WRITTEN REQUEST> Output the portion of the Pandoc discussion below that runs from "2. When we create" up to and including "send out electronically.", with every word unchanged.

That would be extremely powerful, and also would allow you to differentiate your extension from the Quarto one.


I actually released my extension around the same time that the Quarto extension came out. Quarto is great for documents running R code or needing some of Quarto's advanced document features. My extension has scroll sync and the preview updates live while you type. If you need code execution, you can use multiple Jupyter kernels per document and execute inline code. Also, code execution is non-blocking, so the preview still updates when you type, and code output appears live as it becomes available.


Pandoc is a great piece of software. As a university teacher and researcher, I use it in three ways:

1. I write markdown for my website and for the websites for my research projects and simply generate standalone html out of it. Done.

2. When we create electronic exams, the exam platform takes questions using a html-backed rich text editor. We write down our exam questions using markdown, create html document fragments, that we simply paste into the exam platform.

3. When students do electronic exams, we receive xml files from our exam platform. We use python to pass on submissions to different submission checkers (akin to autograders or static analysis) and create yaml files with the student submission and grading suggestions and static analysis annotations. We manually review and grade and comment within the yaml file (that works incredibly well), collect all the data using python and generate markdown reports for each student, including their submission, our comments and scoring. We pass this markdown through pandoc, creating well layouted pdfs which we either print and hand out or send out electronically.

DATA SECTION>
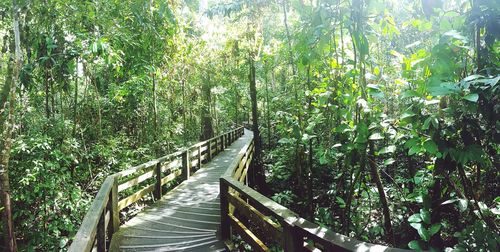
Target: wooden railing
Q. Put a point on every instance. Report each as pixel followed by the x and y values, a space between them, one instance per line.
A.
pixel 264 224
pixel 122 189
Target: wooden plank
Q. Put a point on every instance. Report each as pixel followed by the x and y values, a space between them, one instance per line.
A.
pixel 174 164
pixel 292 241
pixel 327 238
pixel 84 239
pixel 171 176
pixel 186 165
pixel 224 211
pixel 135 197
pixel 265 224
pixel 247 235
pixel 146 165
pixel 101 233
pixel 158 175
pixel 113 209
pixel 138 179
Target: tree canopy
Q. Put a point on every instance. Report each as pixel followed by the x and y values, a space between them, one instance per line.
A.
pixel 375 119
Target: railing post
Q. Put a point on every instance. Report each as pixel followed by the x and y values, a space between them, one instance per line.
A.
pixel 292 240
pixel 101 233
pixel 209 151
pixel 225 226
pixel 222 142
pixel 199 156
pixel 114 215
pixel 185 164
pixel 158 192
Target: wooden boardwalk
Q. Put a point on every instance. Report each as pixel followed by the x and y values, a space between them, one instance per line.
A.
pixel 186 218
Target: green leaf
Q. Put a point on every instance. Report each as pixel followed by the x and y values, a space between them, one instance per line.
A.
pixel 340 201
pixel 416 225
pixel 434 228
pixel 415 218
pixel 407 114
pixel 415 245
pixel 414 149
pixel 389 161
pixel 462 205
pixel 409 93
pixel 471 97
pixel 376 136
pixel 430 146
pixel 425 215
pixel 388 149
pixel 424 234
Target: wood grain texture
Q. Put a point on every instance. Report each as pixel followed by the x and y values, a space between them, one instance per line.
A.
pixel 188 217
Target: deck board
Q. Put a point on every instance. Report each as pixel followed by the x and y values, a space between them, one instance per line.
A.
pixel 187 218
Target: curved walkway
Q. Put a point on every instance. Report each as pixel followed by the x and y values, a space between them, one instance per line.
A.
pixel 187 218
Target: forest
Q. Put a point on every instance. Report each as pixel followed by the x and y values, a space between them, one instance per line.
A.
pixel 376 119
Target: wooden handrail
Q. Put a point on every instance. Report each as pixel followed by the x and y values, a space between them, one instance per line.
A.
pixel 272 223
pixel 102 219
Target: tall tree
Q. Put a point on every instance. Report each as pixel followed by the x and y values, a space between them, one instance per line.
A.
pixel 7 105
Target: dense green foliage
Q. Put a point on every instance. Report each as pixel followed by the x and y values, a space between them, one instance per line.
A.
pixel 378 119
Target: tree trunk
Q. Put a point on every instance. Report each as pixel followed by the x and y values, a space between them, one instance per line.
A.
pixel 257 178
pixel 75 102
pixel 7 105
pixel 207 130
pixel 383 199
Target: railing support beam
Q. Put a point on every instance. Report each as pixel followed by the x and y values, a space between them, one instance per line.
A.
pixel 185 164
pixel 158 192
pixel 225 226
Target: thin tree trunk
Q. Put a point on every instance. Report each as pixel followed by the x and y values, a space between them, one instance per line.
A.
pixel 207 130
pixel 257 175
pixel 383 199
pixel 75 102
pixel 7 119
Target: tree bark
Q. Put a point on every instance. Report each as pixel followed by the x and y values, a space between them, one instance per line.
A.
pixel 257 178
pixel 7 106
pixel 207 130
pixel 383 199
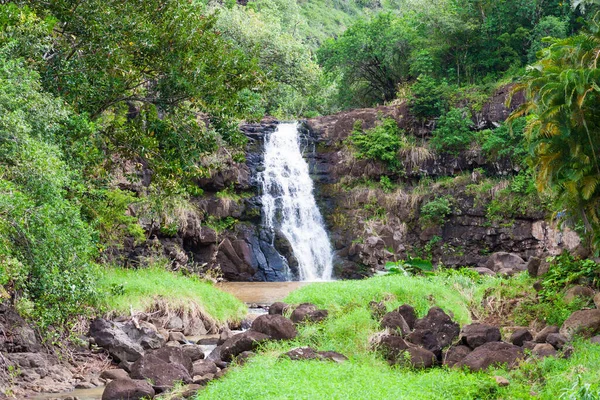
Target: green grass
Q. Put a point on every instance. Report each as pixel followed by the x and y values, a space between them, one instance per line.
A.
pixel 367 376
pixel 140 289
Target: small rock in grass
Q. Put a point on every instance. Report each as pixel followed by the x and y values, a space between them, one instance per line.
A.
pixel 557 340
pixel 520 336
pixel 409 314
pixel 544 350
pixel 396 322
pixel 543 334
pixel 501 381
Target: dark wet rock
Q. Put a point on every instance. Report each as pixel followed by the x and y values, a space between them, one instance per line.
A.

RESULT OF THE EXERCISE>
2. When we create electronic exams, the exam platform takes questions using a html-backed rich text editor. We write down our exam questions using markdown, create html document fragments, that we simply paste into the exam platform.

3. When students do electronic exams, we receive xml files from our exam platform. We use python to pass on submissions to different submission checkers (akin to autograders or static analysis) and create yaml files with the student submission and grading suggestions and static analysis annotations. We manually review and grade and comment within the yaml file (that works incredibly well), collect all the data using python and generate markdown reports for each student, including their submission, our comments and scoring. We pass this markdown through pandoc, creating well layouted pdfs which we either print and hand out or send out electronically.